> _WRITTEN REQUEST_: Copy every line of the listing exactly.

> _INPUT RECORDS_:
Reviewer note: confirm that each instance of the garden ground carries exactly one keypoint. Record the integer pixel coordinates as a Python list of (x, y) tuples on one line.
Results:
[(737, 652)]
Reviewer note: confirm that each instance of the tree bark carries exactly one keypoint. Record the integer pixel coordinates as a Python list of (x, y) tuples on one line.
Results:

> _EXERCISE SOLUTION_:
Reviewer note: confirm that each instance of the garden ground carries exactly one keypoint. Record the integer pixel coordinates as a Python list of (x, y) tuples on one line.
Results:
[(737, 652)]
Reviewer note: confirm that each instance of the tree bark carries exactly one keypoint. Record the integer pixel coordinates as a Python list of (x, y) tuples on one line.
Results:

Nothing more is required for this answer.